Warum fühle ich mich in Paraguay so wohl?
- Stephanie
- 29. Sept. 2022
- 4 Min. Lesezeit
Aktualisiert: 14. Dez. 2023
Einem Gefühl auf der Spur
Für meinen ersten Besuch in Paraguay hatte ich gerade mal 12 Tage. 12 Tage, um einen Eindruck von diesem Land zu bekommen. Irgendetwas hatte mich hierhergezogen und nun wollte ich herausfinden, was es war. Da war ich jetzt. 11.000 km entfernt von zu Hause, in einem Land mit zwei Sprachen, die ich beide nicht sprach. In einem Land, über dessen Kultur ich so gut wie nichts wusste, dessen Menschen ich weder verstehen noch einschätzen konnte.
Die ersten Tage verbrachte ich in Asunción, wohnte in einem typischen kleinen Wohngebiet mit Einheimischen und Deutschen. Mein erster Spaziergang führte mich in eine komplett andere Welt. Rote Erdstraßen, kleine Häuschen, zum Teil ohne Fenster, umgeben von rotem Sand. Daneben, Häuser von gehobenem Standard mit gepflegtem Garten. Dazwischen eine Wiese, auf der Pferde grasten. Einfach so, ohne Zaun, ganz alleine. Und dann kam da noch der Mann mit der Pferdekarre, der mich freundlich grüßte. Ja, ich war in einer anderen Welt angekommen.

────────────────────────────────────────

• _Aufgaben_
**A)** Zähle alle Dinge auf, die im Beitrag über Paraguay beim ersten Spaziergang in Asunción zu sehen sind.
**B)** Gib aus dem Beitrag über Paraguay den Abschnitt von „- Stephanie“ bis einschließlich „noch einschätzen konnte.“ wortgetreu wieder.
**C)** Wie viele Tage standen laut dem Beitrag über Paraguay für den ersten Besuch im Land zur Verfügung?
Die Einträge spielen hierfür keine Rolle.

• _Aufgeführte Einträge_
────────────────────────────────────────

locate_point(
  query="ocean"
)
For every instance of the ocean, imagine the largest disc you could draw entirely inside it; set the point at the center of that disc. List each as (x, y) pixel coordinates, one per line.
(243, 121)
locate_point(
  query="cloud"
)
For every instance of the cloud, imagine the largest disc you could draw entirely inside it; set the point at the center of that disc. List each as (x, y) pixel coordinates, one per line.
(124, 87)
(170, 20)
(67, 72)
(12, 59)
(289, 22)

────────────────────────────────────────

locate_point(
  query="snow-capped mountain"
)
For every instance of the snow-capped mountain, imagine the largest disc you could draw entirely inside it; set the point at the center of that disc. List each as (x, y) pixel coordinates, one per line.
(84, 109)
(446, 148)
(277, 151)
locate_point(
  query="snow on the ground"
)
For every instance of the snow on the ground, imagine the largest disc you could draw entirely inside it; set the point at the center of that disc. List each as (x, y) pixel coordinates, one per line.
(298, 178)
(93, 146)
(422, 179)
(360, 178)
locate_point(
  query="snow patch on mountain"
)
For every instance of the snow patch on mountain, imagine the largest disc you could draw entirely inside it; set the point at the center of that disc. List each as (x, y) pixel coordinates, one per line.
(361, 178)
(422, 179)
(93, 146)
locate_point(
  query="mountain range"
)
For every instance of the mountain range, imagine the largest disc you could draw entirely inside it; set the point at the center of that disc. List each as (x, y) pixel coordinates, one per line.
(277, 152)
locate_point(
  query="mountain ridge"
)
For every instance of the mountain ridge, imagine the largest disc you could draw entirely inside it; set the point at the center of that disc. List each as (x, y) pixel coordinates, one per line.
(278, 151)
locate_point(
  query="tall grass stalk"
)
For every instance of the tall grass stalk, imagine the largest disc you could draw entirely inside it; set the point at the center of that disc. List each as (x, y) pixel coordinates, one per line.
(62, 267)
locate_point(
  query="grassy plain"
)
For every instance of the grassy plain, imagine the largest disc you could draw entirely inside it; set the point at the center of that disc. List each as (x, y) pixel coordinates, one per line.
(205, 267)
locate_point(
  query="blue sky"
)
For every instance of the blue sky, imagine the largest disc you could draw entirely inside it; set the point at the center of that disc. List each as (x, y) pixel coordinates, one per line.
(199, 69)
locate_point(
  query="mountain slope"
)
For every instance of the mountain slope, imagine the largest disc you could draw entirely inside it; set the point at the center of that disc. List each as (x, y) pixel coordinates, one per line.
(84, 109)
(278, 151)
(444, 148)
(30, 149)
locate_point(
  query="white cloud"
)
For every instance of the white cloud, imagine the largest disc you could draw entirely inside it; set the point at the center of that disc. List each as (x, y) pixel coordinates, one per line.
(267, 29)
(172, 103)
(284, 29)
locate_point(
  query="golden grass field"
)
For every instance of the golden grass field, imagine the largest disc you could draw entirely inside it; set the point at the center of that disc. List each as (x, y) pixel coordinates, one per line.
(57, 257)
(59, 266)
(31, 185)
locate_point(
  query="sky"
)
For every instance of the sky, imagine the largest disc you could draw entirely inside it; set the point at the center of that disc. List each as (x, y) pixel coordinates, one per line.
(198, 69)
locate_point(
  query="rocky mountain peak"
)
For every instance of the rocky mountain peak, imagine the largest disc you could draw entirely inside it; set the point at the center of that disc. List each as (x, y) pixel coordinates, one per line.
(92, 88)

────────────────────────────────────────

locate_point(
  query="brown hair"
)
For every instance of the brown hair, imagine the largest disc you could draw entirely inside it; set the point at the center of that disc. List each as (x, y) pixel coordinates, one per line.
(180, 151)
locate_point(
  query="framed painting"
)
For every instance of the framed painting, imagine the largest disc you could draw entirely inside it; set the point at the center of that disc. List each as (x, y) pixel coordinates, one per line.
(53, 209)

────────────────────────────────────────

• _Antworten_
**A)**
- Rote Erdstraßen
- Kleine Häuschen, zum Teil ohne Fenster, umgeben von rotem Sand
- Häuser von gehobenem Standard mit gepflegtem Garten
- Eine Wiese, auf der Pferde grasten
- Der Mann mit der Pferdekarre

**B)**
- Stephanie
- 29. Sept. 2022
- 4 Min. Lesezeit
Aktualisiert: 14. Dez. 2023
Einem Gefühl auf der Spur
Für meinen ersten Besuch in Paraguay hatte ich gerade mal 12 Tage. 12 Tage, um einen Eindruck von diesem Land zu bekommen. Irgendetwas hatte mich hierhergezogen und nun wollte ich herausfinden, was es war. Da war ich jetzt. 11.000 km entfernt von zu Hause, in einem Land mit zwei Sprachen, die ich beide nicht sprach. In einem Land, über dessen Kultur ich so gut wie nichts wusste, dessen Menschen ich weder verstehen noch einschätzen konnte.

**C)** 12 Tage.